Format the data as a Markdown table with the columns No. and Text, giving each nonblank line its own row. Start at the first line of the data and stop after the line containing "xmin=142 ymin=472 xmax=186 ymax=543".

### Task data
- - - - -
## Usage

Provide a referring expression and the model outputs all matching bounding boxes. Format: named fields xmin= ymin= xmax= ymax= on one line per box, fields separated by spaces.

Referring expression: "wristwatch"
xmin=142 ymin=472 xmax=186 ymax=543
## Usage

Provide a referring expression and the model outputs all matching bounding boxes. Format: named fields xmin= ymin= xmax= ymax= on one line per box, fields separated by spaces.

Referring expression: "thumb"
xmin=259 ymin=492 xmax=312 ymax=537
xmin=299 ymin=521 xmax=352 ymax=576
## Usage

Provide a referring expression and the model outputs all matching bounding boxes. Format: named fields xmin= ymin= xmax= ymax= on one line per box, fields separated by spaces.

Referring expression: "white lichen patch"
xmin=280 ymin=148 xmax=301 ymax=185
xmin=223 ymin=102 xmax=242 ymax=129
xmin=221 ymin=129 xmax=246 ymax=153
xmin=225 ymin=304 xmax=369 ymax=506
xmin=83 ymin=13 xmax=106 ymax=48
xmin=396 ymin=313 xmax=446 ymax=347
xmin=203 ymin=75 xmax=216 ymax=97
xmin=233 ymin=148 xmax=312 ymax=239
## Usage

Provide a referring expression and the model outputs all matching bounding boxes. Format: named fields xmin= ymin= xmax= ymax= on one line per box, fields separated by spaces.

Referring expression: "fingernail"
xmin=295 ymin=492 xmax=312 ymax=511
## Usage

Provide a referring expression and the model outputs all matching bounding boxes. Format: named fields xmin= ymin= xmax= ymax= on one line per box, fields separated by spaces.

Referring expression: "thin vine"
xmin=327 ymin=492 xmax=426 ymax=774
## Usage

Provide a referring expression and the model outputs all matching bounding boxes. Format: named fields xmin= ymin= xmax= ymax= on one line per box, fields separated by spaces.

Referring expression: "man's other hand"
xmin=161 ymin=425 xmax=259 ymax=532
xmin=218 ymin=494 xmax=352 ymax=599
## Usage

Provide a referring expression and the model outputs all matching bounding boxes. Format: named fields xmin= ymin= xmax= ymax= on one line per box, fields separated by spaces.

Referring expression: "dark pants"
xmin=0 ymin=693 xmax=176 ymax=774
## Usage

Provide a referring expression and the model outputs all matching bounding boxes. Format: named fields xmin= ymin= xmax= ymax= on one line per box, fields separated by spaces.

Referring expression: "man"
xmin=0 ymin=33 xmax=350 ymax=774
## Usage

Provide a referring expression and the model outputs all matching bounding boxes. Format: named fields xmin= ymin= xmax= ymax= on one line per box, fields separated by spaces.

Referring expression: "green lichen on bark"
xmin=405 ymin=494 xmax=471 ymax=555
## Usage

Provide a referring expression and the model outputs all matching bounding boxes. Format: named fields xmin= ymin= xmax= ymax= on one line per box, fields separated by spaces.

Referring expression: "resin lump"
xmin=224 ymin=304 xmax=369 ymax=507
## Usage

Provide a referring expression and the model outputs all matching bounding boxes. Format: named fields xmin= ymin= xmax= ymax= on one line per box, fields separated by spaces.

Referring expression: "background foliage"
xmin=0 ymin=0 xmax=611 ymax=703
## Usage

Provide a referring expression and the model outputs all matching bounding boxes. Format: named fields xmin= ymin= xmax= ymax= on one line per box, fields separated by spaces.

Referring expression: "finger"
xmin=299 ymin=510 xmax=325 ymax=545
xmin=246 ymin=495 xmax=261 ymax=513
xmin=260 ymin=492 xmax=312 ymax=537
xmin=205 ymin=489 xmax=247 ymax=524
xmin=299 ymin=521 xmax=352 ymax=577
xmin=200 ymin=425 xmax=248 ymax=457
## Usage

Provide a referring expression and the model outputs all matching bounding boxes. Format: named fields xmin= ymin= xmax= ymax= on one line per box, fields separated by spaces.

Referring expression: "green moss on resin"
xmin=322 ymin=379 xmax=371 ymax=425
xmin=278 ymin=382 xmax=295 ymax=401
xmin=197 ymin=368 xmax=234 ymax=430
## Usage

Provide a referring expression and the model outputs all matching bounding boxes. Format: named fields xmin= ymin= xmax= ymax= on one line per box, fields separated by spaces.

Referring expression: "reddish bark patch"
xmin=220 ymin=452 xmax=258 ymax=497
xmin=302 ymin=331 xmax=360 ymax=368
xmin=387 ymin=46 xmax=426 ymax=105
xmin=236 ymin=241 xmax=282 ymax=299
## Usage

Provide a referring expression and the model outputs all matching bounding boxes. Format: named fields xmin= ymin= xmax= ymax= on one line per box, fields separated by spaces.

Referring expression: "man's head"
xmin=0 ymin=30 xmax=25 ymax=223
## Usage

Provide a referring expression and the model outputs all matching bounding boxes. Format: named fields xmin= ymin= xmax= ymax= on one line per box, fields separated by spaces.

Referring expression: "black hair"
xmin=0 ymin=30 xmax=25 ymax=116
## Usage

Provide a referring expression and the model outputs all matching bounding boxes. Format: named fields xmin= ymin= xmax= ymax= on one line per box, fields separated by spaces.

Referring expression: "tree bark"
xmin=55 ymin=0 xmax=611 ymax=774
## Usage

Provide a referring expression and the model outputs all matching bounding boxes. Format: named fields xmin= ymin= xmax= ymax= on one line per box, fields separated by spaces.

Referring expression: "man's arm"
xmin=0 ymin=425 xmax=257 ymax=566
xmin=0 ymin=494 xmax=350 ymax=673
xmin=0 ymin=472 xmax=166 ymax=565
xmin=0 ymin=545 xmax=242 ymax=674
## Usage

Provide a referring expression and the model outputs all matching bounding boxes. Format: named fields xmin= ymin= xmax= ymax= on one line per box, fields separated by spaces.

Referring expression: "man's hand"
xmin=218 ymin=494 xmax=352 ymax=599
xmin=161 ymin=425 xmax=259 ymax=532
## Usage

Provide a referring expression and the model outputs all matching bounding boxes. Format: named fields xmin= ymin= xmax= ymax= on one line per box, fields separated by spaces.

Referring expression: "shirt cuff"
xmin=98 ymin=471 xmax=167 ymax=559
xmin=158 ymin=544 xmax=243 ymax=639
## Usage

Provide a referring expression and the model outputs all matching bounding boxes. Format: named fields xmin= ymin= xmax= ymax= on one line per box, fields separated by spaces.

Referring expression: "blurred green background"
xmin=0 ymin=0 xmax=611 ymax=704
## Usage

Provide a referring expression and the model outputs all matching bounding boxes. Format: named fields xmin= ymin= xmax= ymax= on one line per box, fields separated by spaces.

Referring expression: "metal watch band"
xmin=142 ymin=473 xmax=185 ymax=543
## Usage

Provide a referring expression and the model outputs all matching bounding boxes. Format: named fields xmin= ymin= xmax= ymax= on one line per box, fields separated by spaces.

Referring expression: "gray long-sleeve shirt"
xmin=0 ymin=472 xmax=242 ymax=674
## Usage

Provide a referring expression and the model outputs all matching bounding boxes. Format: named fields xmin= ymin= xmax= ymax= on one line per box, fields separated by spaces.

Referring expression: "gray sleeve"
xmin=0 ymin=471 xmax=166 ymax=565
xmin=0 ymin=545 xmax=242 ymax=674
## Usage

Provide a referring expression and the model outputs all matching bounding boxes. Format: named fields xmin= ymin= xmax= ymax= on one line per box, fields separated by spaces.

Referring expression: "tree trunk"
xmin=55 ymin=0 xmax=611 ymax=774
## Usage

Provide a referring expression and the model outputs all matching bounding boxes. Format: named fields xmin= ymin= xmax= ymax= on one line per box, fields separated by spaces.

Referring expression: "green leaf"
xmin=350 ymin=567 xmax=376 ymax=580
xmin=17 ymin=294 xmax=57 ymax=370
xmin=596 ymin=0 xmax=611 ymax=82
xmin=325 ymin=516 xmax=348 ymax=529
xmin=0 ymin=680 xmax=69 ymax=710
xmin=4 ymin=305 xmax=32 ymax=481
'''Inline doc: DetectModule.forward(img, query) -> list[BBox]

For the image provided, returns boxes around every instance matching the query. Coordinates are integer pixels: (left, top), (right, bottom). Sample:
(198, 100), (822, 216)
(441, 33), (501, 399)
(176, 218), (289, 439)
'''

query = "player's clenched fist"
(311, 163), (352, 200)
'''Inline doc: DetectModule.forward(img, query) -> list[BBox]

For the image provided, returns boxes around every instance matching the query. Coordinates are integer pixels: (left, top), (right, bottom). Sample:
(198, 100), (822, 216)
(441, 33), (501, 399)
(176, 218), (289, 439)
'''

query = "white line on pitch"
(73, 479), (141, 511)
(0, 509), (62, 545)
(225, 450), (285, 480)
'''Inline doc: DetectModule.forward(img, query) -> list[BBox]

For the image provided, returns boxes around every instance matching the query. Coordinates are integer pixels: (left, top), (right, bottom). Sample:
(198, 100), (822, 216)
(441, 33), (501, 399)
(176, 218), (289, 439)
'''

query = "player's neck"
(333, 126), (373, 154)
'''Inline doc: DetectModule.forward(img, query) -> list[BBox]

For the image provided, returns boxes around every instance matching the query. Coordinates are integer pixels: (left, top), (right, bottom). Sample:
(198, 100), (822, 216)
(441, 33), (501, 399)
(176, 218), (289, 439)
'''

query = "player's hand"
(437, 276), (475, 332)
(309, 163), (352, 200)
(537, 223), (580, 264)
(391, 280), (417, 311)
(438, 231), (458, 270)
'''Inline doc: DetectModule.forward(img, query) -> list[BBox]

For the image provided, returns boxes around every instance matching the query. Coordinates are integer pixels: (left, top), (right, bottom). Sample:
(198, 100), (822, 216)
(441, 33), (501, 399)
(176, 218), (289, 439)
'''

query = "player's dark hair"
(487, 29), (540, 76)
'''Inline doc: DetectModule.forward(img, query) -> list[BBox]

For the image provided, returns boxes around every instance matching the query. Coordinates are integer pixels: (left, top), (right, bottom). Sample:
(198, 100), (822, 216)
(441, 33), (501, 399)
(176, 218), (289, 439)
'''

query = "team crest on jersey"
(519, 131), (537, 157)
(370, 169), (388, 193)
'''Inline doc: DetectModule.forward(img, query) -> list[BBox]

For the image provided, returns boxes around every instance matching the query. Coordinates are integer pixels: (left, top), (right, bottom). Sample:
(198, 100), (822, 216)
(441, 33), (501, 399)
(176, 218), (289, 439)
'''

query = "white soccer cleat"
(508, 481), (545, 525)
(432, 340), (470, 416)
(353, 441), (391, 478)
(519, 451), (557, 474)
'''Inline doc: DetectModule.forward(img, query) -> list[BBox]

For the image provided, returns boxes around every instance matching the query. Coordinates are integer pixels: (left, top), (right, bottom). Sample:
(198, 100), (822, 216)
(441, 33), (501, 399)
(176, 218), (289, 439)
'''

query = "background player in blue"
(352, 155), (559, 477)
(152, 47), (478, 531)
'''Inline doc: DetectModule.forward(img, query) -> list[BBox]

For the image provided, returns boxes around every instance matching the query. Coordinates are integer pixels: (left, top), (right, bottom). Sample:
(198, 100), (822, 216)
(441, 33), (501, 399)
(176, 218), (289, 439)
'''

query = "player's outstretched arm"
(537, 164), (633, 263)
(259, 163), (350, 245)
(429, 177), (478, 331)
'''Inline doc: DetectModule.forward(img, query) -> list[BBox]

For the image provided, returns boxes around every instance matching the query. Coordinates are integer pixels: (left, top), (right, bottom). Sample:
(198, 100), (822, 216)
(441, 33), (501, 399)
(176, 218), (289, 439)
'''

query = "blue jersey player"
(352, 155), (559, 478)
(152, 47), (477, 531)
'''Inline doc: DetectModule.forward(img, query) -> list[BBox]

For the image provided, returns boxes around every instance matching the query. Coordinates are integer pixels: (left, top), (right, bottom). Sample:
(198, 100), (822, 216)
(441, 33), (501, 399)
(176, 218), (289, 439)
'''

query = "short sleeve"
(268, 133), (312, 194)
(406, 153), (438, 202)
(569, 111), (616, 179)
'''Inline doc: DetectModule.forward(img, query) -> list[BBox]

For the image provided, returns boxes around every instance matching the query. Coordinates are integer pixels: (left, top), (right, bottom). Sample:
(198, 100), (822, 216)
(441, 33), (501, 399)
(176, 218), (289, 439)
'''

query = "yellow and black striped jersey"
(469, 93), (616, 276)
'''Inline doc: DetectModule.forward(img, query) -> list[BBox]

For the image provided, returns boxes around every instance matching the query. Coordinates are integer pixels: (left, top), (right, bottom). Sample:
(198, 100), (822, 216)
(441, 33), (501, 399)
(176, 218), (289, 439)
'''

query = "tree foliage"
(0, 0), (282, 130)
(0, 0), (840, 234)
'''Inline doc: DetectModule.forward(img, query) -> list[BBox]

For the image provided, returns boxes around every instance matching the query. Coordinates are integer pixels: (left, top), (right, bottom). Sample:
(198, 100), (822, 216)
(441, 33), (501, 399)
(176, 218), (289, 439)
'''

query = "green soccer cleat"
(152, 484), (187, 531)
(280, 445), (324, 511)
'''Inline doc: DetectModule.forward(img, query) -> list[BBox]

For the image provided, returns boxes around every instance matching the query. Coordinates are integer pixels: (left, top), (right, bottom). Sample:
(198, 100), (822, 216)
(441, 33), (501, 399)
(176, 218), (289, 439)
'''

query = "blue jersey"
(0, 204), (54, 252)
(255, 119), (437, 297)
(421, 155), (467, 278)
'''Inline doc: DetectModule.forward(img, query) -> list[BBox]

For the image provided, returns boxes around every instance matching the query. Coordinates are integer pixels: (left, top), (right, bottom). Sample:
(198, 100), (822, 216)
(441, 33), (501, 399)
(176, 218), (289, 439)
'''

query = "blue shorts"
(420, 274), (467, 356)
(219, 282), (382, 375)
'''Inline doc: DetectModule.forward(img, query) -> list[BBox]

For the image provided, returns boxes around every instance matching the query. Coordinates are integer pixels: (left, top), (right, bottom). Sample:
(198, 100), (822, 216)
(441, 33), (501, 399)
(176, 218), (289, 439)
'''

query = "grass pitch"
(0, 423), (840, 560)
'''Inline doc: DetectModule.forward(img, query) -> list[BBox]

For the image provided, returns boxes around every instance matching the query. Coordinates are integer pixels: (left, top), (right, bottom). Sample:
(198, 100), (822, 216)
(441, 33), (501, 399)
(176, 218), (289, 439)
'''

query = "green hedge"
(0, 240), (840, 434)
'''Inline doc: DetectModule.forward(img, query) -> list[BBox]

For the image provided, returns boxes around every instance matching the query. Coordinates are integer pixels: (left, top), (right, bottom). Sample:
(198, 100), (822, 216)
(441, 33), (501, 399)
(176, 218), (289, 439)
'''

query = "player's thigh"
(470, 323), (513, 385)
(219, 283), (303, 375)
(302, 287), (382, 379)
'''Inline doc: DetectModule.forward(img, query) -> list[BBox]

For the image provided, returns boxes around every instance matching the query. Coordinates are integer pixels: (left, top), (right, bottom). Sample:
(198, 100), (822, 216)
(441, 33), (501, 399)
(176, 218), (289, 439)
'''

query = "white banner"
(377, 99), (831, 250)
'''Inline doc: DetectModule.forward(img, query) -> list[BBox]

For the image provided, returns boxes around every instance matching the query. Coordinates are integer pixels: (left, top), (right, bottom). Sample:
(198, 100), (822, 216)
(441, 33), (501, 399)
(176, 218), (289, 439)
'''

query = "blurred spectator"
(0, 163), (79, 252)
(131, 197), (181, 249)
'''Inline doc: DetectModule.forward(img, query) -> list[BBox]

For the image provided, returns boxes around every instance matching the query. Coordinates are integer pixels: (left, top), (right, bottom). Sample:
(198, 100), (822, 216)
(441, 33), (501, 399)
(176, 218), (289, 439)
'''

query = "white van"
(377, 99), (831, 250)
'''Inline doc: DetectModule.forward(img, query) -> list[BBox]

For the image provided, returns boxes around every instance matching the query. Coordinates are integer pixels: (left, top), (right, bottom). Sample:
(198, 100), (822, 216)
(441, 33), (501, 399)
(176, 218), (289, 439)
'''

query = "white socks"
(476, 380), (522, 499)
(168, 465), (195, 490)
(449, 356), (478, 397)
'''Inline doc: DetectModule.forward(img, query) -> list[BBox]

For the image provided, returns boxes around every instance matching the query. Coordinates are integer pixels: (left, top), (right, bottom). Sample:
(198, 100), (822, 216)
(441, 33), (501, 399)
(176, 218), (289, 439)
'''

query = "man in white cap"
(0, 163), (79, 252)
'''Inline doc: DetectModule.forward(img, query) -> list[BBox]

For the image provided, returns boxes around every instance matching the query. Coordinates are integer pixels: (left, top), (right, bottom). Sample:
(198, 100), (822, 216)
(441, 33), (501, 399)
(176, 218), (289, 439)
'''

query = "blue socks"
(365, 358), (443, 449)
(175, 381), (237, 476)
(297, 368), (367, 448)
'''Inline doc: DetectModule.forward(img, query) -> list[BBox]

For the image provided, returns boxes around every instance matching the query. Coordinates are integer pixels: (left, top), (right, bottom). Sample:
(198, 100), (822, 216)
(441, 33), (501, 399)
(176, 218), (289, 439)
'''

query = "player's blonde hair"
- - - - -
### Exercise answer
| No. | Text |
|---|---|
| 1 | ## Usage |
| 2 | Provide a referring expression and the model outputs all matching bounding boxes. Format: named fields xmin= ymin= xmax= ymax= on one line per box, fields separated by spaces. |
| 3 | Referring expression: "wristwatch" |
| 4 | xmin=142 ymin=472 xmax=186 ymax=543 |